Muon's Scaling Law and Moonlight's MMLU Performance

There aren't too many optimizer developments, but there are certainly some. Why did we choose Muon as a new experimental direction? How can we quickly transition from a well-tuned Adam optimizer to Muon for experimentation? How do Muon and Adam compare in performance when scaling up models? We will share our thought process next.

Optimization Principles#

Regarding optimizers, the author previously commented in "Muon Optimizer Appreciation: The Essential Leap from Vectors to Matrices" that most optimizer improvements are essentially minor patches—not entirely worthless but ultimately failing to convey a sense of depth or amazement.

Your instructions
Revise the Muon optimizer excerpt from "Regarding optimizers, the" up to and including "depth or amazement.", changing "minor patches" to "small fixes".

Stored rows
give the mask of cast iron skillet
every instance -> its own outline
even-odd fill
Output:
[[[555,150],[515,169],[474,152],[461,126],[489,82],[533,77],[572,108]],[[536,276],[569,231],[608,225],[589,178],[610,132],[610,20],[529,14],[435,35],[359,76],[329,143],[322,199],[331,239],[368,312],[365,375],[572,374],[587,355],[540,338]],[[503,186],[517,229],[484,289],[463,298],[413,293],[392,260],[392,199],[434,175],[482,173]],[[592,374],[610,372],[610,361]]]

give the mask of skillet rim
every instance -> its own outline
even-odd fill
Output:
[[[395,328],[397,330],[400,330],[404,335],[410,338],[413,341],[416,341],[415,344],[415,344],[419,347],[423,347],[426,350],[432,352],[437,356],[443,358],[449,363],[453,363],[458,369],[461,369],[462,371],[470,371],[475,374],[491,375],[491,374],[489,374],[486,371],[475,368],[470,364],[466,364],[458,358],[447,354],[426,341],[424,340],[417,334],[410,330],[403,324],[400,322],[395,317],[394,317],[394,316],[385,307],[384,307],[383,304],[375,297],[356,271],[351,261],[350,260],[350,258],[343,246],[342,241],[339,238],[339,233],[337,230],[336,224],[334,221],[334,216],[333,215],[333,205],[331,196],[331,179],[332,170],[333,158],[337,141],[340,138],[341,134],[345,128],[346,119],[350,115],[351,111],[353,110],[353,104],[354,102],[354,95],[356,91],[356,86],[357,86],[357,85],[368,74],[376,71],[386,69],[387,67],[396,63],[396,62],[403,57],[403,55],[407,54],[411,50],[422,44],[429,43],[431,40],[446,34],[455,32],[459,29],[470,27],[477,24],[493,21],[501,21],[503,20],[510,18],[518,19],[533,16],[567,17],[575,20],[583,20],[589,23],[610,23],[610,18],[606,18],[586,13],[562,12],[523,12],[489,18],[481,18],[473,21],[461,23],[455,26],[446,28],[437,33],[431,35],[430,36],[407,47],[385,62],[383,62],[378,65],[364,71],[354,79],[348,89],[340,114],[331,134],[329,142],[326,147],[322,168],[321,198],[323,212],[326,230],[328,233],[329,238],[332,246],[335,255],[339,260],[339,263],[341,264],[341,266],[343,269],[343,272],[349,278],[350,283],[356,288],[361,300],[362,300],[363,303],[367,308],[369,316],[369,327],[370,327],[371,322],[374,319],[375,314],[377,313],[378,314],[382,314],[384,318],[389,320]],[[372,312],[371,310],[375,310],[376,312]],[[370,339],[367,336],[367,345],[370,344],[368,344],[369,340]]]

Finished exercise
Regarding optimizers, the author previously commented in "Muon Optimizer Appreciation: The Essential Leap from Vectors to Matrices" that most optimizer improvements are essentially small fixes—not entirely worthless but ultimately failing to convey a sense of depth or amazement.